*Editor’s note: Name has been changed to protect identity.
Rachel Hansen,* a sophomore studying social work, wants to be a voice for the voiceless.
Just a few weeks ago, Hansen was sexually assaulted, leaving her feeling like she didn’t want to talk with anyone about what had happened. But she knew she had to.
“It’s way easier to not talk to anybody about it and to not say anything,” Hansen said. “It’s easier, and it’s what you want to do because even just talking about it makes you feel sick, but the only way you can heal from things like that is by talking about it and getting the help that you deserve.”
Hansen went on BYU-Idaho’s Title IX website and filled out a “Report a Concern” form. She submitted it, expecting to wait a few days for a response.
Fifteen minutes later, the Title IX office contacted her.
Hansen spoke with Nick Rammell, the Title IX coordinator. “He was so incredibly helpful,” Hansen said. “He was just 100 percent on my side. ‘We’re gonna figure this out, I’m here for you no matter what.'”
Rammell gave her many options. He sent an email out to her professors just in case she needed help finishing the semester, helped her report it to the police, helped her get counseling.
“It was really fast, but it was really relieving,” Hansen said. Rammell just took it into his hands.
Rammell said the Title IX offices make sure to give the victims options and not make decisions for them, pointing out that someone making a decision for them is the reason why they chose to visit the office in the first place.
According to the Title IX website, the office protects against gender discrimination, sexual harassment, violence, and exploitation, domestic and dating violence, and other sexual misconduct.
“Sexual misconduct is against the law, contrary to the teachings of The Church of Jesus Christ of Latter-day Saints and the Honor Code, and inconsistent with the life and teachings Jesus Christ, which we hope are embodied on our campus,” states the website.
● ● ● ● ●
● SET TASK: Continue the article about BYU-Idaho's Title IX office, beginning right after its last sentence. The records after this point are separate material, unrelated to the article on BYU-Idaho's Title IX office.
● ● ● ● ●
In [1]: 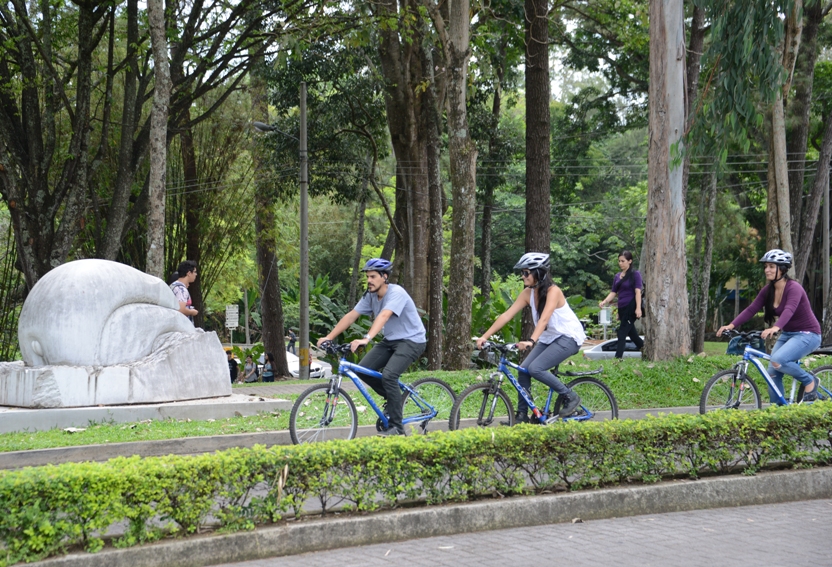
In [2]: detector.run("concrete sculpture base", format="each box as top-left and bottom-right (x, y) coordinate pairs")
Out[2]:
(0, 329), (231, 408)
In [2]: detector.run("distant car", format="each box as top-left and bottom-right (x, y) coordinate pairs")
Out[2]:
(584, 337), (644, 360)
(260, 351), (332, 378)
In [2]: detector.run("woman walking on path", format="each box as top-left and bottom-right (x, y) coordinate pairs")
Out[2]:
(716, 248), (821, 402)
(476, 252), (586, 423)
(598, 250), (644, 358)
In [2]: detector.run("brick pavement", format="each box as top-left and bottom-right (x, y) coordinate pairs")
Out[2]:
(213, 500), (832, 567)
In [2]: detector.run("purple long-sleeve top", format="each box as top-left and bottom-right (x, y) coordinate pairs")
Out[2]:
(731, 280), (820, 334)
(612, 270), (644, 307)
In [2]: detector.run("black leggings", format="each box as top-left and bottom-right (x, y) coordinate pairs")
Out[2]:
(615, 298), (644, 358)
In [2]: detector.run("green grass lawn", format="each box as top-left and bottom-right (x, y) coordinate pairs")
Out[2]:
(6, 343), (832, 452)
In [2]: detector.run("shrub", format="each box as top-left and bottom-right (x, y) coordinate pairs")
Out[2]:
(0, 403), (832, 565)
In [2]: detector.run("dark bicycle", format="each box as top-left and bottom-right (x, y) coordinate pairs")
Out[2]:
(448, 341), (618, 429)
(289, 341), (456, 444)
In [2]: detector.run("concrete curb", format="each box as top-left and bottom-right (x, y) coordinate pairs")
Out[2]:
(0, 408), (699, 470)
(37, 468), (832, 567)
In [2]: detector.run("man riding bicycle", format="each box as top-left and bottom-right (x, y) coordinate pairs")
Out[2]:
(318, 258), (427, 435)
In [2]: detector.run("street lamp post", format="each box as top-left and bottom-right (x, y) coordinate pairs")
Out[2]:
(254, 83), (309, 380)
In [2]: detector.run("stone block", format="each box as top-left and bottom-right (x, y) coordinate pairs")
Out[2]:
(0, 329), (231, 408)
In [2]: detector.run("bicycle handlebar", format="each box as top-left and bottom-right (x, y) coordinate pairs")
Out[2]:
(721, 329), (762, 339)
(320, 341), (352, 356)
(481, 341), (519, 354)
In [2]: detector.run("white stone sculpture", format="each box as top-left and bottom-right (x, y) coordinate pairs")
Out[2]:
(0, 260), (231, 407)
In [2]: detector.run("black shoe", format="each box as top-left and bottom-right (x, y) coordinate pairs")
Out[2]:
(500, 411), (529, 426)
(800, 378), (820, 404)
(378, 427), (404, 437)
(558, 390), (581, 417)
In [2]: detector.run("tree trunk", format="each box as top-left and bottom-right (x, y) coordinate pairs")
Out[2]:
(97, 0), (141, 260)
(422, 50), (445, 370)
(375, 0), (430, 309)
(179, 126), (205, 327)
(480, 41), (505, 302)
(347, 192), (371, 307)
(250, 62), (290, 376)
(691, 169), (717, 353)
(523, 0), (552, 337)
(786, 2), (823, 281)
(644, 0), (691, 360)
(682, 6), (705, 206)
(145, 0), (171, 280)
(766, 101), (794, 258)
(426, 0), (477, 370)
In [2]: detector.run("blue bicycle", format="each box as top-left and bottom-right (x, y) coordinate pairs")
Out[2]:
(448, 341), (618, 430)
(289, 341), (456, 444)
(699, 329), (832, 413)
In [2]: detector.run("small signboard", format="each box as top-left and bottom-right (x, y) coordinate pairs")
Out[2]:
(225, 305), (240, 329)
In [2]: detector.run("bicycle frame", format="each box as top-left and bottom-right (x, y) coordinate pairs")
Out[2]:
(734, 345), (812, 406)
(329, 357), (439, 429)
(492, 352), (595, 421)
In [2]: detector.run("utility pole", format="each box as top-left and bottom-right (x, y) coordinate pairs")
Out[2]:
(298, 83), (309, 380)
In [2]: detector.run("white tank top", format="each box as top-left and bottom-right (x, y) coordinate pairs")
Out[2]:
(529, 289), (586, 346)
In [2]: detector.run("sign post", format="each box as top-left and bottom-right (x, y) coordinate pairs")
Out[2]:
(225, 305), (240, 348)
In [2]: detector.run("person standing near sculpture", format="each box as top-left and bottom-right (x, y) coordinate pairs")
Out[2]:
(286, 329), (298, 355)
(170, 260), (199, 323)
(598, 250), (644, 358)
(226, 350), (240, 384)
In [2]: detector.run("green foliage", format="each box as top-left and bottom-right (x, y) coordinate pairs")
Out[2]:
(0, 403), (832, 565)
(692, 0), (793, 155)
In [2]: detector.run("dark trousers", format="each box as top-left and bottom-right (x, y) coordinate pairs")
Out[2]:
(615, 298), (644, 358)
(356, 339), (427, 431)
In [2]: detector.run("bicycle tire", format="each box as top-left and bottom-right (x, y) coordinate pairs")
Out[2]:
(402, 377), (456, 433)
(699, 369), (763, 414)
(553, 377), (618, 421)
(448, 384), (514, 431)
(289, 384), (358, 445)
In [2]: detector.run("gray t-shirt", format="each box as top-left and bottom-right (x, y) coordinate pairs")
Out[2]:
(355, 284), (427, 343)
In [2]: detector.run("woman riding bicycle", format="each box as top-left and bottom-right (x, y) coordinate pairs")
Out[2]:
(716, 248), (821, 402)
(476, 252), (586, 423)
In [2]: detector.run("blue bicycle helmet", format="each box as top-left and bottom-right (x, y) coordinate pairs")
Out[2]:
(361, 258), (393, 274)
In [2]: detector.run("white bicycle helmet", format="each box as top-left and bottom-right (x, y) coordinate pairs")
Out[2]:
(760, 248), (792, 266)
(514, 252), (549, 270)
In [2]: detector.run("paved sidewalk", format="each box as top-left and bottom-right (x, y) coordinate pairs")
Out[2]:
(214, 500), (832, 567)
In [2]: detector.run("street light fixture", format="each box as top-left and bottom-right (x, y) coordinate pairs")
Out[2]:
(254, 83), (310, 380)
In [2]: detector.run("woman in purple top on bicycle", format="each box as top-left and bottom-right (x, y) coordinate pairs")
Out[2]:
(598, 250), (644, 358)
(716, 248), (821, 402)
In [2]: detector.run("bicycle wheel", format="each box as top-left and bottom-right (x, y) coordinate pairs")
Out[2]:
(402, 378), (456, 433)
(699, 369), (763, 413)
(448, 384), (514, 431)
(553, 378), (618, 421)
(289, 384), (358, 445)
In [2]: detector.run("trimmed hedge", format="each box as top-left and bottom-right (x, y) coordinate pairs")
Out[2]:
(0, 403), (832, 565)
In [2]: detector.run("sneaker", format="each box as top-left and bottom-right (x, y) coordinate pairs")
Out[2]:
(378, 427), (404, 437)
(800, 378), (820, 404)
(558, 390), (581, 417)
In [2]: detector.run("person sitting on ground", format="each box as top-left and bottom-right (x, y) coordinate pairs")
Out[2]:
(225, 350), (240, 384)
(476, 252), (586, 423)
(240, 355), (257, 383)
(170, 260), (199, 323)
(318, 258), (427, 435)
(263, 352), (274, 382)
(716, 248), (821, 403)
● ● ● ● ●
● ANSWER TO THIS TASK:
For victims of abuse or sexual misconduct, Hansen said to contact the Title IX office, the Family Crisis Center, the police or a bishop. She wants them to know they shouldn’t be silent.
This is not the first time Hansen has been sexually assaulted. After the first time, which took place several years ago, she stayed silent for years, causing deep psychological and emotional damage. It was only when she broke her silence and talked with someone that she moved forward.
Hansen contacted the office about three weeks after her assault but wishes she would have done it earlier.
“I felt like I got my voice back, like I got my confidence back,” she said. “Someone else has my back right now.”
Rammell said they have investigated about a dozen sexual misconduct claims this semester. There were 30 investigations in the winter semester. He’s not sure why the number went down so much, but he certainly doesn’t sleep better at night because of it.
Hansen wants victims of sexual abuse to know that it does not define them. She realized she should not let her abuser take her happiness from her or give him power over her happiness.
“Make it into a building block and not a stumbling block,” Hansen said.
Victims of sexual misconduct can reach the Title IX office at (208) 496-9209, or visit them in Spencer W. Kimball Building 290.
Rammell said every victim has a different response to sexual misconduct, but he suggests finding a safe place and someone you trust immediately after an assault. This can be hard for most people since their trust has been broken, but the Title IX office works to build a circle of support around every student who contacts them, a circle which can include roommates, bishops and counselors.
One reason why students might not come to the Title IX office, Rammell said, is because they misunderstand the relationship between that office and the Honor Code office. Since victims have not broken the Honor Code, the two offices are completely separate. The Title IX office has an amnesty clause for that purpose.
Rammell said one of the options for students is the Counseling Center. The BYU-I Counseling Center provides counseling at no charge for full-time students. Call them at (208) 496-9370.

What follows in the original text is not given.